:: EXERCISE ::
Copy exactly the lines of the records below, and only those lines, beginning with the line that contains "Target: sidelight window" and ending with the line that contains "Target: chair cushion".
===== THE DATA
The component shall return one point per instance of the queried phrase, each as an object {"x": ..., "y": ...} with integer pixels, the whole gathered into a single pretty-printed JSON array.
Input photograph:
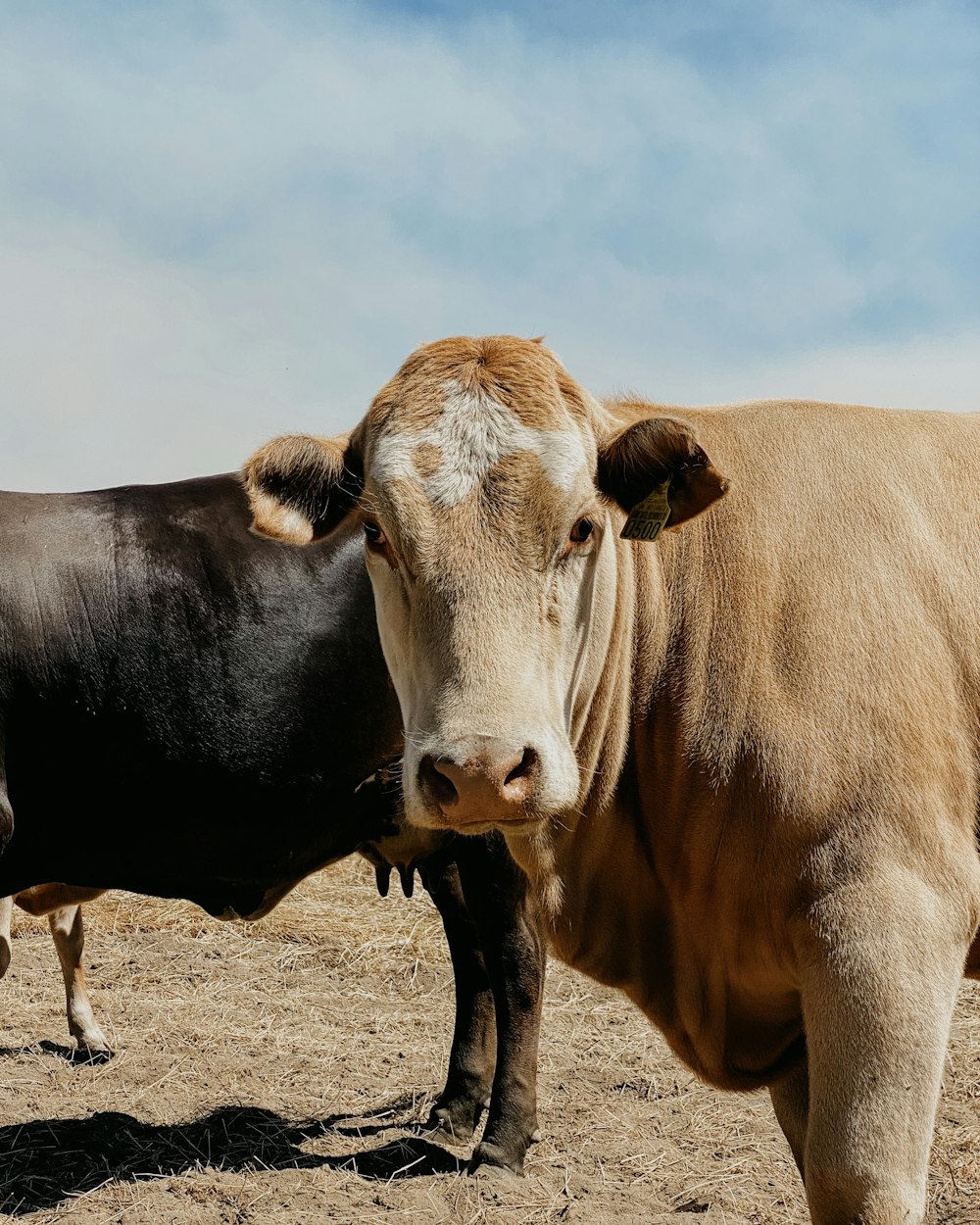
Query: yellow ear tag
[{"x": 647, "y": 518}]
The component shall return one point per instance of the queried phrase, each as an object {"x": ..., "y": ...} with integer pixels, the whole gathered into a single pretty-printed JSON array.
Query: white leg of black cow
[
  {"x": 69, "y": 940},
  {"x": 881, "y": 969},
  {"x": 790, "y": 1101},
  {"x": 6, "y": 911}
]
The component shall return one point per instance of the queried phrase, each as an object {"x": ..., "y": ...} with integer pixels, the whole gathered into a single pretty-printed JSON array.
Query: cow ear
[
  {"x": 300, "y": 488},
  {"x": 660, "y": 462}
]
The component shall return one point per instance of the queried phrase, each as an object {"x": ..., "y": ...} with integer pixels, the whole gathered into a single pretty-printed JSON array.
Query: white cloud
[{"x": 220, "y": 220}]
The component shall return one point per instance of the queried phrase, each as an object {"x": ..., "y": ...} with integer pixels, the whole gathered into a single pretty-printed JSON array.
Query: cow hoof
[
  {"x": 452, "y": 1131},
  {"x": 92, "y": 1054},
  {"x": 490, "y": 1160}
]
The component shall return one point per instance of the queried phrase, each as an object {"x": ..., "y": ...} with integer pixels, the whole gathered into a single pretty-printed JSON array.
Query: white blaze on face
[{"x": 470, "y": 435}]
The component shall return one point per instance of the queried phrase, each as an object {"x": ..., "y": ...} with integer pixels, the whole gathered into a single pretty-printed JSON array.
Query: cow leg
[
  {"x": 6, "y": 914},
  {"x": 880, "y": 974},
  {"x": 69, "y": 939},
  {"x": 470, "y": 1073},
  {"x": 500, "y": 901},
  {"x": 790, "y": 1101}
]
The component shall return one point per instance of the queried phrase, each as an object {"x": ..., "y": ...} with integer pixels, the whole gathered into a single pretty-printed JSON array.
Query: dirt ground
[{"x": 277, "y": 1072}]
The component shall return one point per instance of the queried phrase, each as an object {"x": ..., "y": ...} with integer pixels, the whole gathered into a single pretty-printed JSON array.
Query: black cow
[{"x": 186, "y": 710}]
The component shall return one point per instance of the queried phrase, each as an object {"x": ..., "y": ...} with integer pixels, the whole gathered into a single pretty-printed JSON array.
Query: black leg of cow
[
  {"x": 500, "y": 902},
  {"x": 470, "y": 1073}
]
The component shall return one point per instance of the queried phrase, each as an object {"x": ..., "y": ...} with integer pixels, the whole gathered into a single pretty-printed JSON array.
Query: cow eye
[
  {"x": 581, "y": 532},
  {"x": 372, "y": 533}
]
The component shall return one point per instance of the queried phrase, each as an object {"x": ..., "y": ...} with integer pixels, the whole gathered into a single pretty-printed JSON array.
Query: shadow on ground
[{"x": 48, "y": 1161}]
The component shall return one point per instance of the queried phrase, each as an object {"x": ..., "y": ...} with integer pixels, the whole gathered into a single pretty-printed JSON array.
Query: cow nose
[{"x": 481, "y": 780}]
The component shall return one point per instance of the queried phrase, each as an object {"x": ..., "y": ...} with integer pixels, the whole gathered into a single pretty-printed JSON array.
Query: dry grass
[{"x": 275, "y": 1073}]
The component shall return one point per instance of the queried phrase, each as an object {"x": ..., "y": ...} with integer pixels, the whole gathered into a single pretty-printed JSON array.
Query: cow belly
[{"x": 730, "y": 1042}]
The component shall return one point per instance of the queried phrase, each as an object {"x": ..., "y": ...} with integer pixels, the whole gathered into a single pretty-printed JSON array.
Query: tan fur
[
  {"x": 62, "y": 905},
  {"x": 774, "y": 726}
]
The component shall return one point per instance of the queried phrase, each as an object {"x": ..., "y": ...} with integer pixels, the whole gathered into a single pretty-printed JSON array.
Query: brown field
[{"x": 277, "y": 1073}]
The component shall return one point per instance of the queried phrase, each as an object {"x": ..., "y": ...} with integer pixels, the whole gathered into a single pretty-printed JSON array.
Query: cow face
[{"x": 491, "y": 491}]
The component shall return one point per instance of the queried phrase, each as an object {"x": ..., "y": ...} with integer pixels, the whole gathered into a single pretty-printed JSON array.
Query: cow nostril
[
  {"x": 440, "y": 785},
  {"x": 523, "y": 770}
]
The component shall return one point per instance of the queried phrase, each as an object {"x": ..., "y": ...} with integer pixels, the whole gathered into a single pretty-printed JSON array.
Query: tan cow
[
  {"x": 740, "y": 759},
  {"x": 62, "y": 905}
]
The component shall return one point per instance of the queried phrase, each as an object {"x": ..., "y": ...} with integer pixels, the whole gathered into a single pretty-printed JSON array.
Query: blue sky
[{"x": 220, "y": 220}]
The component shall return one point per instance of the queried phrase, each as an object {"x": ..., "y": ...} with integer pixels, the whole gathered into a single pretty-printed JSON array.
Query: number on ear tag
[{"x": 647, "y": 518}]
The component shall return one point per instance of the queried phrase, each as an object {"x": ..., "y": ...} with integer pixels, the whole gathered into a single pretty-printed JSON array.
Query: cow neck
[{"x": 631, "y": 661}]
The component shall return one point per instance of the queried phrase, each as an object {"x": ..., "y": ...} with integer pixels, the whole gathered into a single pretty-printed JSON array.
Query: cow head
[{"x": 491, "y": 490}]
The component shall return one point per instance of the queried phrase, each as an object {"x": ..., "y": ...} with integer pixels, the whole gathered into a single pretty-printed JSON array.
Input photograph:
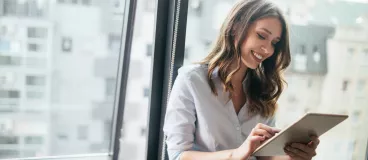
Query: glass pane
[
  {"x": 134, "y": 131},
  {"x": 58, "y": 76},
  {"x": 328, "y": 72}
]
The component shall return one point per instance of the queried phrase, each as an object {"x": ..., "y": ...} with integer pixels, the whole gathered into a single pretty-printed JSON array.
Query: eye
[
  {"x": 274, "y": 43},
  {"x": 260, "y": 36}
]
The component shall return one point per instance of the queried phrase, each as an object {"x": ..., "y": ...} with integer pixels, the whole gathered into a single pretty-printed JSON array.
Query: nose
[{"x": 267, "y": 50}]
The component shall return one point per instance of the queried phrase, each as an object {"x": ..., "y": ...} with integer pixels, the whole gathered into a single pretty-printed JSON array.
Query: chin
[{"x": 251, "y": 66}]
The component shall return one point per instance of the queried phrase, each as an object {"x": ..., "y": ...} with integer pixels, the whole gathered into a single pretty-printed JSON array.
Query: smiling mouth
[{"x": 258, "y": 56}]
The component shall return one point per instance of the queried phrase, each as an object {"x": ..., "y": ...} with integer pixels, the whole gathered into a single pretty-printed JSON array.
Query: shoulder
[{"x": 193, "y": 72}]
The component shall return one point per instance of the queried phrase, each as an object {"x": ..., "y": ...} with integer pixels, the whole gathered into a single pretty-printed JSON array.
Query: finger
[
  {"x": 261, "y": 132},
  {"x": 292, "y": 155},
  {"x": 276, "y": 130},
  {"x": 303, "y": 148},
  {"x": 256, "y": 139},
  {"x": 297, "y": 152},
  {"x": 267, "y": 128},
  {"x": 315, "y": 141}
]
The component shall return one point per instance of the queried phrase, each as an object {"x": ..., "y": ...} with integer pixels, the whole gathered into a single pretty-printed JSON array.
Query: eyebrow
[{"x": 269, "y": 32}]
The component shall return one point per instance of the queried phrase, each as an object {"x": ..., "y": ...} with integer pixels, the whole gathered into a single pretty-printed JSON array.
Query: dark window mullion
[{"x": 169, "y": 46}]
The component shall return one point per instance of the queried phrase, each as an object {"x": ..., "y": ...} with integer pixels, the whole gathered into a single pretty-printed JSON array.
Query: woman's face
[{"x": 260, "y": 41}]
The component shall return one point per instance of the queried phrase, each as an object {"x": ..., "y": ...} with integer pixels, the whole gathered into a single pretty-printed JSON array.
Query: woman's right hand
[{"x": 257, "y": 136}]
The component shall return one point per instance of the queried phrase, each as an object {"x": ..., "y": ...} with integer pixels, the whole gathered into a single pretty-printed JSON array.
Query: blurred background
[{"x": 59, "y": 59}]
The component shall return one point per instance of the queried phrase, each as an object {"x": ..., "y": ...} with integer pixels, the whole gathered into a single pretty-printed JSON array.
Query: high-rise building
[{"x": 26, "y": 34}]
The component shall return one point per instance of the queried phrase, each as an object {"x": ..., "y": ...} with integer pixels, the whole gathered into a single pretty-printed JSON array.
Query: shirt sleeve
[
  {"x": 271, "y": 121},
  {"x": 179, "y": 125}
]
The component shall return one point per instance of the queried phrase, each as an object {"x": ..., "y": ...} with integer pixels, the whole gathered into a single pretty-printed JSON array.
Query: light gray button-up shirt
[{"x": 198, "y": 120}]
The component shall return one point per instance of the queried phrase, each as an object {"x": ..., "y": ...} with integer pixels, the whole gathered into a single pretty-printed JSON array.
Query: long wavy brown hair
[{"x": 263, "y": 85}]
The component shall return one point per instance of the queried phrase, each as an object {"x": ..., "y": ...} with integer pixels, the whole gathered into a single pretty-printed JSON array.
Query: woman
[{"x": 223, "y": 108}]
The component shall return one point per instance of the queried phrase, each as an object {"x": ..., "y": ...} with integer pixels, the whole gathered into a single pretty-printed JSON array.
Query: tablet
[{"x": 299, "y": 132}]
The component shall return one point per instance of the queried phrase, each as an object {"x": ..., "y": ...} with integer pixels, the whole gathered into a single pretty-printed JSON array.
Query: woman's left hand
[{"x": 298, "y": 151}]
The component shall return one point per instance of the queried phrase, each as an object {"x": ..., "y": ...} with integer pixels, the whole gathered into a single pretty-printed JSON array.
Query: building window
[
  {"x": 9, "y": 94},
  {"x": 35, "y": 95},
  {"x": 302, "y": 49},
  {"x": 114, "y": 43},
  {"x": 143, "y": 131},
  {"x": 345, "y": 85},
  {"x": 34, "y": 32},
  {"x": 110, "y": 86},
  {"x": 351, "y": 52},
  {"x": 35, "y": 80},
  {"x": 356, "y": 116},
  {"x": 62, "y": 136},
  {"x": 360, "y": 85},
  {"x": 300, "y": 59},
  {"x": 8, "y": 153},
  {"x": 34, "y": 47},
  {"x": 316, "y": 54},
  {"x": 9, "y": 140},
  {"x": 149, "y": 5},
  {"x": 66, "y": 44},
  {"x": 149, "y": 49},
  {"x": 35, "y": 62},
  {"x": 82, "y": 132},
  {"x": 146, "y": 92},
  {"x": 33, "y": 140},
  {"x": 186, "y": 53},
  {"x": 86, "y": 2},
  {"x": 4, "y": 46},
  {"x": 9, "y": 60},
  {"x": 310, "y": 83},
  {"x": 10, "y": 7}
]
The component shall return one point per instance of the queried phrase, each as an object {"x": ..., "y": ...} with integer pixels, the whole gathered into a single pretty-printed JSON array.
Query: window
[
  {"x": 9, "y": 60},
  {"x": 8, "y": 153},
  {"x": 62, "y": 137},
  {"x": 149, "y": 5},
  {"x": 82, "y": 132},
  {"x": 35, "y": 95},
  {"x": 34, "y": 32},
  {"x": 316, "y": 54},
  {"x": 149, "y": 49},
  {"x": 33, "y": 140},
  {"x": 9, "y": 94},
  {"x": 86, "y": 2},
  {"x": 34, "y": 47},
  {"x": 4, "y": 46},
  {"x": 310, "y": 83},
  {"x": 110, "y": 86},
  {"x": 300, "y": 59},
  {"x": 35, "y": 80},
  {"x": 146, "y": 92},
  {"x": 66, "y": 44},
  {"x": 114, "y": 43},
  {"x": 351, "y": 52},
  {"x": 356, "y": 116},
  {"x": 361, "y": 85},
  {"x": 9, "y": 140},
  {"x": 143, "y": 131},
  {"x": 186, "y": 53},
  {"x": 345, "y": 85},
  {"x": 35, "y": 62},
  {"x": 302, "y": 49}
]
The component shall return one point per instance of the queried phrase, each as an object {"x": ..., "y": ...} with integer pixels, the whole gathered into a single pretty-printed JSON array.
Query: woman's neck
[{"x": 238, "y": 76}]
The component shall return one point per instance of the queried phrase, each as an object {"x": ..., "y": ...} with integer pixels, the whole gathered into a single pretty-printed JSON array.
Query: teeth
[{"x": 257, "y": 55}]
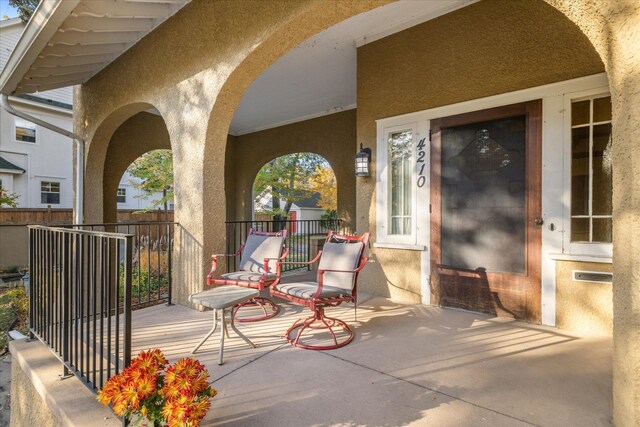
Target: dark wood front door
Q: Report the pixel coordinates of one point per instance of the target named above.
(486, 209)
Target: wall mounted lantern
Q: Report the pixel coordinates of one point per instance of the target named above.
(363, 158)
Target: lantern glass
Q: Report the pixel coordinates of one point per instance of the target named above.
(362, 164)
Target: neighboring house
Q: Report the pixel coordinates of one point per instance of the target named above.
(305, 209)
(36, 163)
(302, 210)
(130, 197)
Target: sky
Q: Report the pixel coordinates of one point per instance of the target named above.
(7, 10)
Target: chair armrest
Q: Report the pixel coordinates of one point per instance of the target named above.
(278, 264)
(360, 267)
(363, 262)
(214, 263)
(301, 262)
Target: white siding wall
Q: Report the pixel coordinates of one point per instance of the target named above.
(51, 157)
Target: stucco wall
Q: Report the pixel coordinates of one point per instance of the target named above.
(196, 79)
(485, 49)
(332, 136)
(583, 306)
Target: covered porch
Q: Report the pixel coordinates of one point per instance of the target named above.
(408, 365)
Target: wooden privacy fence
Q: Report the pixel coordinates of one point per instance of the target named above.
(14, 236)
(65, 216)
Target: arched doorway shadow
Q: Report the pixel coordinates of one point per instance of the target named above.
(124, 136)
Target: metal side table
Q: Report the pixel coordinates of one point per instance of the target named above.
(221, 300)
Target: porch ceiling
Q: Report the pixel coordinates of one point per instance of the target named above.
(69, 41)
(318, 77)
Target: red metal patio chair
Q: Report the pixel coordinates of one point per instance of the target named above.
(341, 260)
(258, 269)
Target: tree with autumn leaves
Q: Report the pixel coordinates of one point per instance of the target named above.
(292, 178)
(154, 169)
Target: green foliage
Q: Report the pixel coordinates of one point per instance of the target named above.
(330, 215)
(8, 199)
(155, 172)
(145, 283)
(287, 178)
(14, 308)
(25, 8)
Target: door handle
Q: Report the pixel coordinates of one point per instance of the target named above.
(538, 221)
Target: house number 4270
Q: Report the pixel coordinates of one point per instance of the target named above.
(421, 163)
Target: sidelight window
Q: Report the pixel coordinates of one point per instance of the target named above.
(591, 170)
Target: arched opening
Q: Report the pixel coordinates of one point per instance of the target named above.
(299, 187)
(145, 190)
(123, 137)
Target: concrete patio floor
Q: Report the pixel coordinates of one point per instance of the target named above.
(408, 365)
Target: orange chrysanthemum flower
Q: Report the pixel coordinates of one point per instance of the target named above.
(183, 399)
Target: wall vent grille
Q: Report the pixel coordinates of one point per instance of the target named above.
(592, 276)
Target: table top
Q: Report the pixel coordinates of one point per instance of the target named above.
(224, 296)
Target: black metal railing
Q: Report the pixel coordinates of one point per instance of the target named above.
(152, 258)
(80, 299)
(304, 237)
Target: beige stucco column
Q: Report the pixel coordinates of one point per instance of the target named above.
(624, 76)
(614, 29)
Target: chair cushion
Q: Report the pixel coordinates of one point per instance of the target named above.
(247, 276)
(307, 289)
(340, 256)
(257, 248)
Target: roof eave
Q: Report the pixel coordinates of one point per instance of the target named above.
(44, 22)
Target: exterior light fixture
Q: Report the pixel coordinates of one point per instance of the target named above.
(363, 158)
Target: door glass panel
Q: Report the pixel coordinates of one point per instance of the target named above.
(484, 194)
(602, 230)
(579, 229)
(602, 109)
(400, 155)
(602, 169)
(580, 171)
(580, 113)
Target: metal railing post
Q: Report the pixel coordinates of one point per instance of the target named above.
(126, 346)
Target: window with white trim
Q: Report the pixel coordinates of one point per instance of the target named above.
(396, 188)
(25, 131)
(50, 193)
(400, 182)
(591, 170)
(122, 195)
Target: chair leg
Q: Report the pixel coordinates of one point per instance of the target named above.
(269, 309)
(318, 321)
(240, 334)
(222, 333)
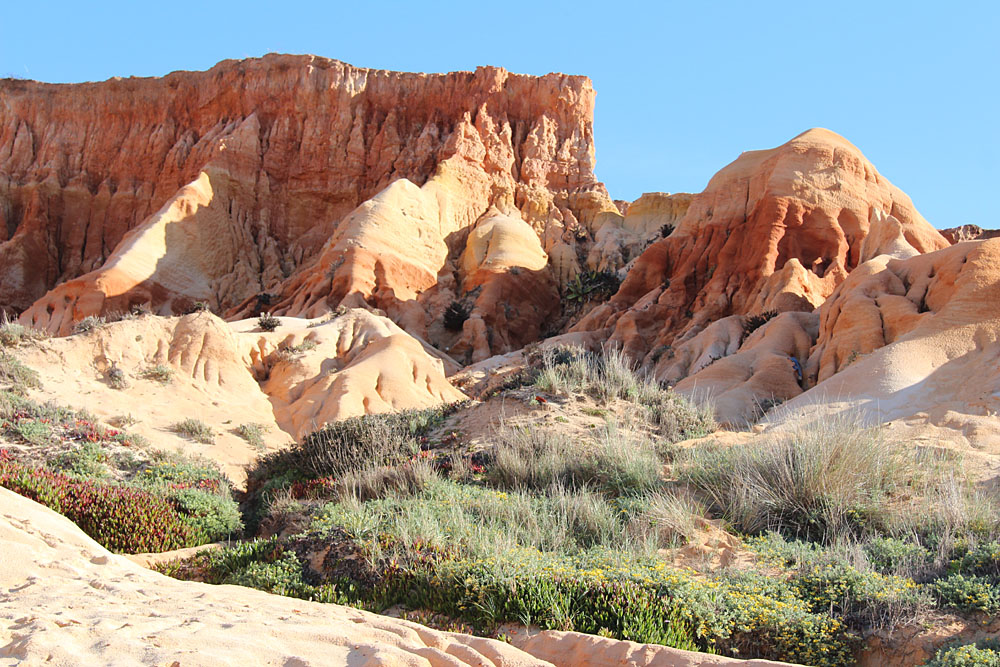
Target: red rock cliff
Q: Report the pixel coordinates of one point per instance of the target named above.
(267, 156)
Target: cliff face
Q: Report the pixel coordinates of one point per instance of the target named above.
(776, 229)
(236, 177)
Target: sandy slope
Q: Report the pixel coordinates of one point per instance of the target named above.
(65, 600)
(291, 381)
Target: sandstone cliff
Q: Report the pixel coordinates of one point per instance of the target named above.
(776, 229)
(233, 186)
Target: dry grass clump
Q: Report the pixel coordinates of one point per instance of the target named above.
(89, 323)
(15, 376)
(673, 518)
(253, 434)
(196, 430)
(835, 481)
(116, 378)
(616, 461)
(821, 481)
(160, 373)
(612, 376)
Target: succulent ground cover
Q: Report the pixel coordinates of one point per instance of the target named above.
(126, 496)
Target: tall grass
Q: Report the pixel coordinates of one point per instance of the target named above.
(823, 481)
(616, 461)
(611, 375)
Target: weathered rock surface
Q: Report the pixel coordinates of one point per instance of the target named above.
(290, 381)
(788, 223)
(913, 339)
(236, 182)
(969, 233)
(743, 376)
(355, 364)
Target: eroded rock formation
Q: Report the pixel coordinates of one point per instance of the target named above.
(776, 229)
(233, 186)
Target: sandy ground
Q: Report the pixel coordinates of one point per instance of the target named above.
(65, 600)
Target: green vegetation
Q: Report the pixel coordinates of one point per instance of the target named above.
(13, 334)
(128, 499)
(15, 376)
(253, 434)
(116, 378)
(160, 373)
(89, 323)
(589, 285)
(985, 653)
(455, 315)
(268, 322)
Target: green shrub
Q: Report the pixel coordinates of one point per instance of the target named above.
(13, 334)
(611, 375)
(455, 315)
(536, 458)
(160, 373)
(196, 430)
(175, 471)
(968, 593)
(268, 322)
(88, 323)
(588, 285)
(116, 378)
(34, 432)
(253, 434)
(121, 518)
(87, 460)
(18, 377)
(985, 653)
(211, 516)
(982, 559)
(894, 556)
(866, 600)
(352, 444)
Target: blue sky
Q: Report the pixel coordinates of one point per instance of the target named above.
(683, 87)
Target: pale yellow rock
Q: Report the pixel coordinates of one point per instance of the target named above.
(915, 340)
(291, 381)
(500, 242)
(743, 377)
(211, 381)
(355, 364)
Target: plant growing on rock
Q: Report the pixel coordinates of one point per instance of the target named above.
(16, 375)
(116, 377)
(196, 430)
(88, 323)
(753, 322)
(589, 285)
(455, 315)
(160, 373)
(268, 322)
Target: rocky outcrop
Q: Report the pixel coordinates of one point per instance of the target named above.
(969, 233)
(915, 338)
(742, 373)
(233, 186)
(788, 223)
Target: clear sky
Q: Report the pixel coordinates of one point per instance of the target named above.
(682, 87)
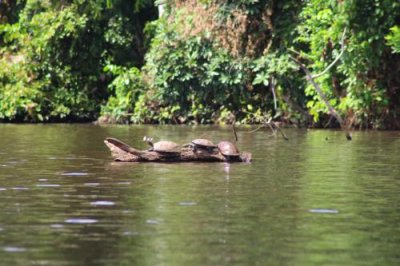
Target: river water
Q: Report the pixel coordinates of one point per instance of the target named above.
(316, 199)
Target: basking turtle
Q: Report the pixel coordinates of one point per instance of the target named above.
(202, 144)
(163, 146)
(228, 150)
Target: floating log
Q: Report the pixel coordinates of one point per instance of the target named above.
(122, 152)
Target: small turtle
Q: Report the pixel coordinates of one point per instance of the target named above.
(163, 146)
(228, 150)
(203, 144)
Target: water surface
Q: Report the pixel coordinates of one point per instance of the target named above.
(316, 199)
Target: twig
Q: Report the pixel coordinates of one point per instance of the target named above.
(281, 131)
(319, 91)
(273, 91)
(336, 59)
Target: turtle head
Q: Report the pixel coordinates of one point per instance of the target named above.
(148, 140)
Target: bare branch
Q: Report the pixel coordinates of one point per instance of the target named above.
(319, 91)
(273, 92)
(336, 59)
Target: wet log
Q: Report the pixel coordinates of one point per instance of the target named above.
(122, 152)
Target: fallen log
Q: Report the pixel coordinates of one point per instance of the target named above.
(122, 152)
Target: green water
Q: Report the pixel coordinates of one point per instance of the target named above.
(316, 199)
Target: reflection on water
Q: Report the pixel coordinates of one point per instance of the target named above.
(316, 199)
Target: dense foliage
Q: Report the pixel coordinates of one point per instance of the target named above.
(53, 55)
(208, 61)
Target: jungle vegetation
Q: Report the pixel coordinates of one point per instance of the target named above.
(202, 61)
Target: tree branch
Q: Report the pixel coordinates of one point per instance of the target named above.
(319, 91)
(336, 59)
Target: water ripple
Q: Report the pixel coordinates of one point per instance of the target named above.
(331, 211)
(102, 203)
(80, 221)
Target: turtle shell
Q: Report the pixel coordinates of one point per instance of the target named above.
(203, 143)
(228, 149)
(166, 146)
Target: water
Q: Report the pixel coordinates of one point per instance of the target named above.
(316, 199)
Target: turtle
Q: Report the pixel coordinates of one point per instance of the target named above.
==========
:: WRITTEN RESPONSE ::
Target: sidelight window
Q: Report the pixel coordinates of one point per instance of the target named above.
(591, 170)
Target: arched opening
Q: Report the pixel coordinates of one point per instance of the target named above.
(299, 187)
(145, 190)
(123, 137)
Target: concrete patio floor
Q: Report the pixel coordinates of one point per instance of the target named above.
(408, 365)
Target: orange chrysanthemum flower
Q: Report the pixel coordinates of one point per instance of the target named above.
(183, 399)
Target: wall vent grille
Q: Report the pixel coordinates of one point per instance of the target named above.
(592, 276)
Target: table top
Q: Report the pixel coordinates of one point per instance of the target named above.
(224, 296)
Target: black metal railing
Q: Report the pixel coordinates of one point per instance of the target named above.
(152, 258)
(80, 299)
(304, 237)
Target: beige stucco column
Q: Report the pixel coordinates of one point per instance of the target named above.
(624, 76)
(614, 29)
Target: chair cushion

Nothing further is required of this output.